» **Records for this task**:
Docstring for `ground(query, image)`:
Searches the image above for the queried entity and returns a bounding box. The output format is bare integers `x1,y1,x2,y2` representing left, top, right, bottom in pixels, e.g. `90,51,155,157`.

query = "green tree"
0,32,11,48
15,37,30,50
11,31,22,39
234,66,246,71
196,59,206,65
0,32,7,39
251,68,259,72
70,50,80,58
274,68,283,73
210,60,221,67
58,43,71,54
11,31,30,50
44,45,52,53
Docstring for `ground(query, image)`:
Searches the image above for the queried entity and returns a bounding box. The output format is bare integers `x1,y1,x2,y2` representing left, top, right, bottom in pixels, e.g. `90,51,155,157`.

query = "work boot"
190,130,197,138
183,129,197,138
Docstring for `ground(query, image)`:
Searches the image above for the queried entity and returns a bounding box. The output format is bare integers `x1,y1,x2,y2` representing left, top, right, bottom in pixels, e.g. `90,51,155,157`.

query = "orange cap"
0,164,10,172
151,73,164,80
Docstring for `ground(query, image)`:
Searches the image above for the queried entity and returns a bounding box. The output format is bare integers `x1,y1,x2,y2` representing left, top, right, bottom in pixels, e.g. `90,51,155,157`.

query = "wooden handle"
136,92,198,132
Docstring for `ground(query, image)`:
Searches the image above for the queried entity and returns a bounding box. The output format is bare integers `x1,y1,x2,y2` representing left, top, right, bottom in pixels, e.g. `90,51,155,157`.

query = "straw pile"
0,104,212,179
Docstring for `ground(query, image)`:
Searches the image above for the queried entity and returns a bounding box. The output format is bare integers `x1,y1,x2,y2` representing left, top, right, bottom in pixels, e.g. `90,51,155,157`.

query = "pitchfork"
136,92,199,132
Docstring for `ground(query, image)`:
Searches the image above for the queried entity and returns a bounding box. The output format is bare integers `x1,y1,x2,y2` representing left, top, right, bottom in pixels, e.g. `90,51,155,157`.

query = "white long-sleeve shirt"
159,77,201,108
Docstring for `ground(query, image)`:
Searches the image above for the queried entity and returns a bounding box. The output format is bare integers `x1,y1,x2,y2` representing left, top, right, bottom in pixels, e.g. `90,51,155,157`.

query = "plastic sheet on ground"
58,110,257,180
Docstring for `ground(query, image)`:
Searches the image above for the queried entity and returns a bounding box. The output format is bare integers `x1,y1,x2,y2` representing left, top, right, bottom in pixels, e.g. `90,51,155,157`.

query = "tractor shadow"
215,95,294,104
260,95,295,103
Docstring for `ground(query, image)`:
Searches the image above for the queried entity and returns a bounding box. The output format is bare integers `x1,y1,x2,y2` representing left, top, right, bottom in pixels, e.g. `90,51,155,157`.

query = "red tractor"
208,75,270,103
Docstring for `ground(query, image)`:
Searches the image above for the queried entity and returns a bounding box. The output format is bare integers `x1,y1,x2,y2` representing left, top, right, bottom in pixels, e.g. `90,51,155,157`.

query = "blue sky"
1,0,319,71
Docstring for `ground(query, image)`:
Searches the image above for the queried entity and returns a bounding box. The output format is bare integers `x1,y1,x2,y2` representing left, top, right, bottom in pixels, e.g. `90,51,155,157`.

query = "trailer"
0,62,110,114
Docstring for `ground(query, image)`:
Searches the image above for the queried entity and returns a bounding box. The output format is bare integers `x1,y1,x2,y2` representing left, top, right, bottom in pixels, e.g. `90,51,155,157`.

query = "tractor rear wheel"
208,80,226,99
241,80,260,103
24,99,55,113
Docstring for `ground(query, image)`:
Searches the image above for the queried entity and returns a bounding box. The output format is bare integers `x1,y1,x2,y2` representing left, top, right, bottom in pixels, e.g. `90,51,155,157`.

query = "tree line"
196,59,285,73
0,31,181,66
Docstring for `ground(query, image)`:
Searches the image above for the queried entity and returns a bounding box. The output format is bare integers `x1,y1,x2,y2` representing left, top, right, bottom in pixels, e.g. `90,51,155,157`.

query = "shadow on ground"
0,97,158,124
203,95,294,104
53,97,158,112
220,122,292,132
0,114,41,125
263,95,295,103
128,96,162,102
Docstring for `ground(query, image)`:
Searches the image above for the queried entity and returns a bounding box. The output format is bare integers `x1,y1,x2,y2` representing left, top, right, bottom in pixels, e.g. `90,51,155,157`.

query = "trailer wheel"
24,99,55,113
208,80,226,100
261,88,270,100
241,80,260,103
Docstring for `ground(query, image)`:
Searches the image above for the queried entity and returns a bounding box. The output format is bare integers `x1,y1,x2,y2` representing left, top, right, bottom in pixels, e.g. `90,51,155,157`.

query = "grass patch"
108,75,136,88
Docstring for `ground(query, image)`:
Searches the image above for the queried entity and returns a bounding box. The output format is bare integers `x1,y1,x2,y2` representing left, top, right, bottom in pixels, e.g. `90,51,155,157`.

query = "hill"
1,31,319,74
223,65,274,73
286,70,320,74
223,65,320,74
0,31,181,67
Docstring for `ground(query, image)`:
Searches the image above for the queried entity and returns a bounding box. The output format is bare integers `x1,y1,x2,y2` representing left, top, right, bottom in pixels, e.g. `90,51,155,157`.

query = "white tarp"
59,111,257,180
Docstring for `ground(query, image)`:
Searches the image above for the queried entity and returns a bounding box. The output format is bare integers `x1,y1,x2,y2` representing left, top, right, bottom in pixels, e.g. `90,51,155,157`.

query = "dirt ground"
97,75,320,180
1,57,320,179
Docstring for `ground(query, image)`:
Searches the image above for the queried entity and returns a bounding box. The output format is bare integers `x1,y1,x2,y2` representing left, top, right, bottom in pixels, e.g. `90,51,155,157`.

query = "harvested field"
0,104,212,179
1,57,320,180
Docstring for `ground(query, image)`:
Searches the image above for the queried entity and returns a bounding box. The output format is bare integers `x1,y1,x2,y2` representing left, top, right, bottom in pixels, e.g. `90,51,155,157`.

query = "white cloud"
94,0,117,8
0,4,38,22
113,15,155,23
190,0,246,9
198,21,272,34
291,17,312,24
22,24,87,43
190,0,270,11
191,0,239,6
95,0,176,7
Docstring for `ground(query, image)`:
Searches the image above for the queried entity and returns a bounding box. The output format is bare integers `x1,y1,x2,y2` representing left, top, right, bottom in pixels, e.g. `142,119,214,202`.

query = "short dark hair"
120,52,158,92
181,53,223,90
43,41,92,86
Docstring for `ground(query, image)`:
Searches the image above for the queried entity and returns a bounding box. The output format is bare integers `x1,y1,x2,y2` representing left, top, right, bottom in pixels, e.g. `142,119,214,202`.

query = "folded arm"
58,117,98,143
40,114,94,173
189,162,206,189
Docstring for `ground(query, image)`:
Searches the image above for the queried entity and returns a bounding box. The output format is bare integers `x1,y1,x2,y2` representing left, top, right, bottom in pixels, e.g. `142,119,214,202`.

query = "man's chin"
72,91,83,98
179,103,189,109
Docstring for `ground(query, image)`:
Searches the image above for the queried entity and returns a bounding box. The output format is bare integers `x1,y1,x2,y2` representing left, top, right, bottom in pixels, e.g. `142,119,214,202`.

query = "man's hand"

» **Assignment**: Send back the whole listing above exactly, please.

» **Answer below**:
Docstring for `ground(query, image)`:
Searches the image above for the queried entity and returns a bounding box. The output format is bare integers `x1,y1,x2,y2` representing left, top, right, bottom in pixels, e.g. `90,51,155,157`.

query = "green tree"
0,32,11,48
15,37,30,50
11,31,22,39
234,66,246,71
196,59,206,65
0,32,7,39
251,68,259,72
70,50,80,58
274,68,283,73
210,60,221,67
58,43,71,54
11,31,30,50
44,45,52,53
Docstring for `ground(query, image)`:
Searches the image above for the queried entity and returns a bounding box. The output format is bare integers `x1,y1,x2,y2` representing left, top, right, bottom in pixels, e.g. `90,51,155,157`.

query = "work boot"
190,130,197,138
183,129,197,138
Docstring for `ground(query, image)`:
Searches the image above for the queried entity and returns a bounding box. The output format is bare integers `x1,y1,x2,y2` representing left, top, right, bottom in pixels, e.g. `90,51,155,157`.

query = "orange cap"
0,164,10,172
151,73,164,80
Docstring for `ground(query, image)`:
Searches the image above for the queried entity and returns a bounding box. The output format is bare integers `x1,y1,x2,y2` representing left, top, right, bottom in pixels, e.g. `90,51,155,157`.

query = "wooden handle"
136,92,198,132
Docstring for `ground(query, image)`:
Searches the image above for the queried entity and returns a bounding box. The output format is bare integers `x1,y1,x2,y2` representing left, top, right, bottom in pixels, e.g. `90,51,155,157`.

query = "straw pile"
0,104,212,179
Docstring for `ground(query, image)`:
Searches the image above for the queried entity and returns a bounding box. The output format is bare integers `x1,y1,x2,y2` representing left, top, right, bottom in pixels, e.g. `90,51,155,157`.

query = "pitchfork"
136,92,199,132
Docstring for `ground(query, image)`:
Searches the image above for the queried entity and returns a bounding box. The output format is bare integers `x1,y1,x2,y2` representing left, top, right, bottom in pixels, e.g. `90,51,155,157`.

query = "white long-sleeve shirt"
159,77,201,108
Docstring for `ground(query, image)`:
Searches the image above for the queried entity and returns a bounding box. The output format is bare integers `x1,y1,x2,y2` representing left, top, right, bottom in pixels, e.g. `90,51,155,157`.

query = "plastic sheet on ground"
58,110,257,180
Docstring for `ground(query, image)`:
Searches the image above for the queried entity and returns a bounding box. The output format is bare integers `x1,y1,x2,y2` representing left, top, right, bottom in pixels, e.g. `90,51,155,157`.

query = "tractor shadow"
215,95,294,104
260,95,295,103
Docstring for `ground(query, image)`:
Searches the image above for the queried entity and returns a bounding box. The output format is bare integers `x1,y1,x2,y2` representing left, top, right, bottom in pixels, e.g. `90,51,155,157`.

query = "red tractor"
208,75,270,103
Docstring for `ground(query, image)`:
Searches the image above for the queried entity and returns a bounding box. The output format is bare integers `x1,y1,x2,y2` representing left, top, right, bottom in pixels, e.g. `90,51,155,157`.

query = "blue sky"
1,0,319,71
Docstring for `ground(query, image)`:
Searches the image above for the queried entity and returns a bounding box. The output format is bare integers `x1,y1,x2,y2` representing left, top, right, bottom in pixels, e.g. `90,51,155,157`.

query = "trailer"
0,62,110,114
Docstring for `ground(query, image)`:
Searches the image above for the queried entity and returns a bounding box. The output format is bare integers `x1,y1,x2,y2` representing left, top, right, bottom in pixels, e.g. `90,51,155,157`.

query = "tractor rear wheel"
208,80,226,99
241,80,260,103
24,99,55,113
Docstring for `ground(query, image)`:
Searches the image above for the queried entity and returns a bounding box. The output format is bare integers `x1,y1,x2,y2` representing left, top, right, bottom in pixels, e.g. `90,51,155,157`.

query = "tree line"
196,59,285,73
0,31,181,66
Docstring for `ground(query, image)`:
Searches the image above for the queried entity and returns a bounding box. The output format is bare integers `x1,y1,x2,y2` representing left, top, right, bottom in pixels, e.g. `90,51,155,157`.

query = "shadow on ground"
0,97,158,124
203,95,294,104
53,97,158,112
220,122,292,132
0,114,41,125
263,95,295,103
128,96,162,102
Docstring for `ground(query, image)`:
Searches the image above for the queried entity and returns a bounding box. The output format is bare integers `x1,y1,x2,y2` representing left, top, right, bottom in pixels, e.g. `90,51,155,157`.

query = "trailer wheel"
24,99,55,113
208,80,226,100
261,88,270,100
241,80,260,103
Docstring for `ground(query, image)`:
Searches the image above for the queried entity and returns a bounding box. The output format is bare integers `x1,y1,x2,y2` representing left, top, right, bottom in pixels, e.g. `90,51,155,157`.

query = "grass patch"
108,75,136,88
Docstring for `ground(query, image)`:
Searches the image above for the queried entity and returns a bounding box. The output format is bare integers `x1,y1,x2,y2` representing left, top, right, bottom in pixels, e.g. `90,51,155,157`.

query = "hill"
1,31,319,74
223,65,274,73
286,70,320,74
223,65,320,74
0,31,181,67
Docstring for `ground(query, image)`:
Searches the image above for the queried entity and returns a bounding box. The output format is bare integers `x1,y1,x2,y2` representing left, top, right, bottom in pixels, e.g. `90,51,155,157`.

query = "white tarp"
59,111,257,180
Docstring for `ground(query, image)`:
Searches the image above for the queried entity and returns a bounding box. The output format is bare integers `x1,y1,x2,y2` representing left, top, right, bottom in pixels, e.g. `90,51,155,157`.

query = "dirt ground"
97,75,320,180
1,57,320,179
Docstring for `ground(query, image)`:
Searches the image above for the queried entity and returns a bounding box. The output format is bare integers `x1,y1,x2,y2` representing left, top, right, bottom in pixels, e.g. `90,51,155,157`.

query = "harvested field"
0,104,212,179
1,57,320,180
Docstring for `ground(query, image)`:
Searches the image above for the queried entity and returns a bounding box. The output format is bare integers `x1,y1,x2,y2` representing left, top, right, bottom in pixels, e.g. `90,51,155,157`.

query = "white cloud"
94,0,117,8
0,4,38,22
113,15,155,23
190,0,246,9
198,21,272,34
291,17,312,24
22,24,87,43
190,0,270,11
191,0,239,6
95,0,176,7
Docstring for `ground(query, image)`:
Searches the image above for the queried entity and returns a bounding box. The output format is bare integers `x1,y1,x2,y2` representing left, top, right, bottom in pixels, e.g. `142,119,214,202`.

query = "short dark hair"
120,52,158,92
181,53,223,90
43,41,92,86
Docstring for `ground(query, image)`:
Searches the image above for the queried entity and returns a bounding box. The output format is bare integers `x1,y1,x2,y2` representing left, top, right, bottom in pixels, e.g. `142,119,214,202`.

query = "folded arm"
58,117,98,143
40,114,94,173
189,162,206,189
Docstring for `ground(query, image)`:
Searches the image above for the queried entity and returns a bounding box. The output format is bare integers `x1,y1,x2,y2` representing left, top, right, bottom in pixels, e.g. `142,119,214,202`.

query = "man's chin"
72,91,83,98
179,103,189,109
Docstring for `ground(query, image)`:
Searches the image above for the queried entity and returns a bounding box. The output format is bare integers `x1,y1,x2,y2` representing left, top, right, bottom in pixels, e.g. `142,119,214,202`.

query = "man's hand"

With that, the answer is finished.